Description of the task
Reproduce every item below word for word, omitting the pictures.
— START Material provided —
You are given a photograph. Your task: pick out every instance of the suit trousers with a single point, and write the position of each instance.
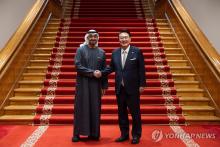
(129, 102)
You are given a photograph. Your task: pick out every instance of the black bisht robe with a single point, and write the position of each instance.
(87, 107)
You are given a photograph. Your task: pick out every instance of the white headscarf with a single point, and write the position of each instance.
(86, 42)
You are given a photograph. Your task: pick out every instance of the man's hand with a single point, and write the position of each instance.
(97, 73)
(141, 89)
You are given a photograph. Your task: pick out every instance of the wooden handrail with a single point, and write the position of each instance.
(17, 52)
(206, 47)
(13, 43)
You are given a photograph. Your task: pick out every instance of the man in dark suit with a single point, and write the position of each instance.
(128, 64)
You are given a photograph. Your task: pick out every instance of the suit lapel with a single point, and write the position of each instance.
(128, 56)
(119, 58)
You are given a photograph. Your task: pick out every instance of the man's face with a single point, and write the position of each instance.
(93, 39)
(124, 40)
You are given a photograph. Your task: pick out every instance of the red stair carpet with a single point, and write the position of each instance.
(159, 103)
(57, 136)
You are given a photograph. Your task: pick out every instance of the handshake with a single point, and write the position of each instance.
(97, 73)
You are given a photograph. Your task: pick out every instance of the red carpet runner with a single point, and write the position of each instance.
(56, 136)
(159, 103)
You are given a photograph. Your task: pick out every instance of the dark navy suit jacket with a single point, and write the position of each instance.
(133, 73)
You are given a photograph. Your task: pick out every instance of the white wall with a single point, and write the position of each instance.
(12, 14)
(206, 13)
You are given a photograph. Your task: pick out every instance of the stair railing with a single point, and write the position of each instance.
(17, 51)
(203, 56)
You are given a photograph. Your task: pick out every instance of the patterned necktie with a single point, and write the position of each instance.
(123, 58)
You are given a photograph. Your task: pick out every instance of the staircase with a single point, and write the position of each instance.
(45, 93)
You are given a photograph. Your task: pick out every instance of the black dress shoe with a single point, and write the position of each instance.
(75, 139)
(93, 138)
(135, 140)
(122, 138)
— END Material provided —
Worked answer
You are given a photograph. Your task: pick out every instance of the suit trousers with a single point, and write the position of each instance.
(129, 102)
You are given a photograph. Your task: pick out every instance of the black bisht robe with a single point, and write the position of each instance.
(87, 107)
You are given a photograph. Your task: pick out every instance of the white headscarf with a single point, and write the position of each instance.
(86, 42)
You are given a photograph. Your task: pick out every instance of the man's hand with a single point, and write the position of each instance.
(97, 73)
(141, 89)
You are given a photograph. Your task: pick out every instance of the wooden handrail with a single point, and write the position of each instance.
(17, 52)
(206, 47)
(13, 43)
You are given a photograph. Your task: pick out every instance of the man in dark suit with a single point, and write the position of each instance.
(128, 64)
You are given a photograph. Your task: pick out every instance of the suit lapel with a single point, and write the position of each instance.
(128, 56)
(119, 58)
You are given a photograph. Your task: pick out every instance of the man's face with a single point, and write the position of each instance.
(93, 39)
(124, 40)
You are given a photograph. Your task: pick out every instance of the red stair carpet with a single point, and write the position of each instance.
(159, 103)
(57, 136)
You are given a photograph. Your task: pick out every instance of the handshake with a single point, and write the position of each instance.
(97, 73)
You are given a photograph. Your task: pick out every instance of the red carpet runner with a single point, and write the position of each instance.
(56, 136)
(159, 103)
You are given a photograph. Your task: pick out every instance of the dark navy suit jacket with a single point, and write the position of each instance.
(133, 73)
You are given a photograph. Your task: pick out every instance of the white wall with a single point, and write the position of each instance.
(12, 14)
(206, 13)
You are given a photograph. Your task: pick out every instance of the stair railing with a single point, and write the position of each instance.
(17, 51)
(203, 56)
You are given a photograph. Your task: pick out every instance of the patterned necktie with a single point, and write the position of each instance.
(123, 58)
You are given a photograph. Your task: pick out every instance of the staircase with a single point, and write the position of each instance.
(45, 93)
You are given a photograph. Your task: pick out every instance of the black dress shoe with a single point, and write the position of each instance.
(75, 139)
(93, 138)
(135, 140)
(122, 138)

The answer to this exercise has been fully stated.